Page extract ::
<<<<

The 20th edition in 2021 was presented online, owing to the COVID-19 pandemic. All films were presented free to view. Peter Wohlleben's film The Hidden Life of Trees had its UK premiere at the festival. Other films included Bhutan documentary Lunana: A Yak in the Classroom; feelgood comedy Arab Blues; Malaysian horror film Roh; and the 1974 Iranian classic The Deer. The festival concluded on 21 March, celebrating the International Day of Forests.

The 2022 event, which ran from 25 February to 13 March, was the 21st edition of the festival, making it the longest-running festival of world cinema in the UK. Over half the films were UK online premieres.

For its 22nd edition in March 2023, the festival toured Wales—visiting Aberystwyth, Oswestry, Swansea, and Fishguard—bringing together 16 international premieres, with a particular focus on Indigenous cinema, Ecosinema, and a special “Made in Bangladesh” strand.

The 23rd edition (March 11–28, 2024) featured a Wales-wide cinema tour including Bangor, Swansea, Cardigan, and Aberystwyth, alongside an online UK-wide audience. During this edition, Annita Nitsaidou, WOW's Marketing Officer and Programmer, assumed the role of Interim Festival Director, overseeing a diverse programme of global fiction, documentaries, Welsh and International shorts, Q&As, and the return of Ecosinema. For the first time, the festival was curated by an all-female programming team, marking a milestone in its commitment to inclusive leadership. This edition featured a collaboration with the Aberystwyth University's International Politics Department and that included the exhibition and screening of 7 projects realised with the support of the Creating Safer Space project, an international research and impact collaboration, which aims to understand and support unarmed civilian protection and self-protection amidst violent conflict.

In her first official year at the helm, Annita Nitsaidou led the 24th WOW Festival (21 March–4 April 2025), with key screenings in Bangor, Carmarthen, Fishguard, and Aberystwyth Arts Centre. Under her direction, the festival embraced an ambitious programme themed around “Peace, Trust, and Resilience”, spotlighting high-profile UK and Welsh premieres in its Ecosinema and “Made in Wales” strands, including feature fiction films from Palestinian female filmmakers such as the award-winning titles The Teacher by Farah Nabulsi and Thank You For Banking With Us by Laila Abbas.

>>>>

Work task 1 ::
Using the festival text, decide whether each statement agrees with it. Answer yes or no for each, quoting the deciding words exactly. (a) The 2021 edition ended on 21 March. (b) The 2023 edition stopped in Bangor. (c) The 2024 edition was the first to have an all-female programming team.
Work task 2 ::
Pick up the festival text after its final sentence and continue it.

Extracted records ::
<<<<

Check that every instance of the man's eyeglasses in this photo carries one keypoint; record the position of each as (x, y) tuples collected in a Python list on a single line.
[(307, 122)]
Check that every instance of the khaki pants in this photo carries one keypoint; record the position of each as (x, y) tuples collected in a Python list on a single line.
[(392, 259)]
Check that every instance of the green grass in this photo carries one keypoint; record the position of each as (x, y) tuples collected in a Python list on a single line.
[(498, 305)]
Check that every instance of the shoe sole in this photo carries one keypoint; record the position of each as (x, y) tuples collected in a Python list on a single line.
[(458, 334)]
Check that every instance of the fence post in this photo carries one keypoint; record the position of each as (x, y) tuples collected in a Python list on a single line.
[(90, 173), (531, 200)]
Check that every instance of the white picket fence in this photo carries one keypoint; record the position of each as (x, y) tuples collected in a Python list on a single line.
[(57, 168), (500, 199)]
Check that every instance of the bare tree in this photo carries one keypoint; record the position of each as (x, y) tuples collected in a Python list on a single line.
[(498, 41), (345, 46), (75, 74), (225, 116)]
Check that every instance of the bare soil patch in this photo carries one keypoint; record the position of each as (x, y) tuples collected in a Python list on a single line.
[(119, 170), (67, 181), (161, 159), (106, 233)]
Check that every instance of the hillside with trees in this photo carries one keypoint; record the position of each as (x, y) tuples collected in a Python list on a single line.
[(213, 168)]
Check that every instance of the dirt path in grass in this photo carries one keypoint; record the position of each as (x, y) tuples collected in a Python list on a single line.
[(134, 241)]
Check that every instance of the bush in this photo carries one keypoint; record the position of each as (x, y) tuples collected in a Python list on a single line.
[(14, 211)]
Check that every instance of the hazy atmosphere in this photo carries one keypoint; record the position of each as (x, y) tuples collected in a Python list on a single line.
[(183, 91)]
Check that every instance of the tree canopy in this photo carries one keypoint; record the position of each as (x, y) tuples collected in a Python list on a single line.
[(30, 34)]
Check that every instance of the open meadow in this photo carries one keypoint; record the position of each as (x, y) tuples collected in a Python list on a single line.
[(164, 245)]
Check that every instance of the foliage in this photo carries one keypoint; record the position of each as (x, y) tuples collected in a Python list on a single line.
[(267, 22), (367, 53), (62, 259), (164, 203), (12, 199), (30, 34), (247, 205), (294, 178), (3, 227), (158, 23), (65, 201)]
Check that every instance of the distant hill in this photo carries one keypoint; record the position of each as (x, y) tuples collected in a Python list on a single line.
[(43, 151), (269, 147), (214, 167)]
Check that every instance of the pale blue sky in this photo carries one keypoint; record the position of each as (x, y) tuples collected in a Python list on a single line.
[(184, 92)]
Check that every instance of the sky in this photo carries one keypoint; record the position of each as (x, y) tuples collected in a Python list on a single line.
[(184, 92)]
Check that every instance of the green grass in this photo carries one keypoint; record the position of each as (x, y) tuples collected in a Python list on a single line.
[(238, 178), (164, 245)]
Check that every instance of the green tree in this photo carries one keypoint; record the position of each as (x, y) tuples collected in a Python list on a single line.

>>>>

Response area 1 ::
(a) Yes: "The festival concluded on 21 March, celebrating the International Day of Forests."
(b) No: "visiting Aberystwyth, Oswestry, Swansea, and Fishguard"
(c) Yes: "For the first time, the festival was curated by an all-female programming team"

Response area 2 ::
==Description==
The festival is supported by Ffilm Cymru Wales, the Film Hub Wales (as part of the BFI Film Audience Network (FAN), made possible by The National Lottery), the Arts Council of Wales. In 2021 the Festival was also supported by the Welsh Government's Cultural Recovery Fund while in 2025 it received the Jobs Protection and Resilience Fund from the Arts Council of Wales. It is dedicated to world cinema, screening films mostly from Africa, Asia and Latin America, aiming to show under-represented national cinema industries. Its specialised programming allows for "visionary cinema" to be screened in a way that regular circuits do not allow.

Until 2023, the Director of WOW was the Founder of the festival, David Gillam, who was also inaugural director of Borderlines Film Festival from 2003 to 2013. In 2023, David Gillam stepped down and joined the WOW Board and Annita Nitsaidou, formerly the Marketing Officer and one of WOW's Programmers, took over as Festival Director.

The Abertoir festival, Iris LGBT+, and Native Spirit Festival are partner festivals of WOW. A selection of short films made by Welsh emerging filmmakers, under the banner of Ffilm Ifanc, are premiered in a section called Made in Wales.

==Climate Stories==
The Bangladesh Cymru Climate Stories film project is a collaborative project between Dhaka DocLab in Bangladesh, and Wales One World Film Festival, focused on making films about climate change. The British Council is funding the project to the tune of £74,995. Four short films "on the theme of women building sustainability and resilience in response to climate change issues" will be selected from entries by filmmakers aged 18–35, two each from Bangladesh and Wales. The winning entries will be shown at the 2023 WOW Film Festival.